*** Opening of Supplied passage ***

Tabitha Moffatt Brown (May 1, 1780 – May 4, 1858) was an American pioneer colonist who traveled the Oregon Trail to the Oregon Country. There she assisted in the founding of Tualatin Academy, which would grow to become Pacific University in Forest Grove, Oregon. Brown was honored in 1987 by the Oregon Legislature as the "Mother of Oregon."

==Early life==
Born on May 1, 1780, in Brimfield, Massachusetts, Brown was the daughter of Lois Haynes Moffatt and Dr. Joseph Moffatt. She married the Reverend Clark Brown (1771–1817) on December 1, 1799. The pair raised three boys and one girl together until the reverend died in 1817. He was a Congregational minister, and later became an Episcopalian minister. The oldest son was Orus, followed by Manthano, John Mattacks, and finally a daughter, Pherne. John died at age six. Prior to John and Clark's deaths, the family lived in various locales, including Charles County, Maryland, where Clark is buried. Later the family moved to Missouri to follow Brown's brother-in-law Captain John Brown, a sea captain. She supported the family by teaching.

*** Close of Supplied passage ***
*** Opening of Record excerpts ***

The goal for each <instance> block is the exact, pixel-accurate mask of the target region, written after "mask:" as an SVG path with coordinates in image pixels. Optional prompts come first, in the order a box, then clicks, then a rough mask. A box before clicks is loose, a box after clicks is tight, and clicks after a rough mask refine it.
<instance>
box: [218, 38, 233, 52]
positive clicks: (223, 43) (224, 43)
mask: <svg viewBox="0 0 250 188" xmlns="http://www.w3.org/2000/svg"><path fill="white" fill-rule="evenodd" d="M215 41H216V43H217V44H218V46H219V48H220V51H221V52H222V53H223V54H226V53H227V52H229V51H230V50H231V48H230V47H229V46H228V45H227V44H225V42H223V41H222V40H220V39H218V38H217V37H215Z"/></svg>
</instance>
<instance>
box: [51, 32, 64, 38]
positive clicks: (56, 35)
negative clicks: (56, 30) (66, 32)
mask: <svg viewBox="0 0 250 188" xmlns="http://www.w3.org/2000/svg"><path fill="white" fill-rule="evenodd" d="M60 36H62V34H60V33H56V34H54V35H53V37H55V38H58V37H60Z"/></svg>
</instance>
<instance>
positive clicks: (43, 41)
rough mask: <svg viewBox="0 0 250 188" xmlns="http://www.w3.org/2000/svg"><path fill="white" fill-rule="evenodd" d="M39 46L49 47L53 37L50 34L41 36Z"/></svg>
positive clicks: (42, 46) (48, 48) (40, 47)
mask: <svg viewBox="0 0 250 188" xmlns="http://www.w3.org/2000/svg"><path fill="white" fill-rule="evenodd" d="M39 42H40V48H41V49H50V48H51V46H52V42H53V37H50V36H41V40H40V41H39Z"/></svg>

*** Close of Record excerpts ***

# Your goal
List the names of all of Brown's children given in the Tabitha Moffatt Brown text, in the order they appear.

# Exercise solution
Orus, Manthano, John Mattacks, Pherne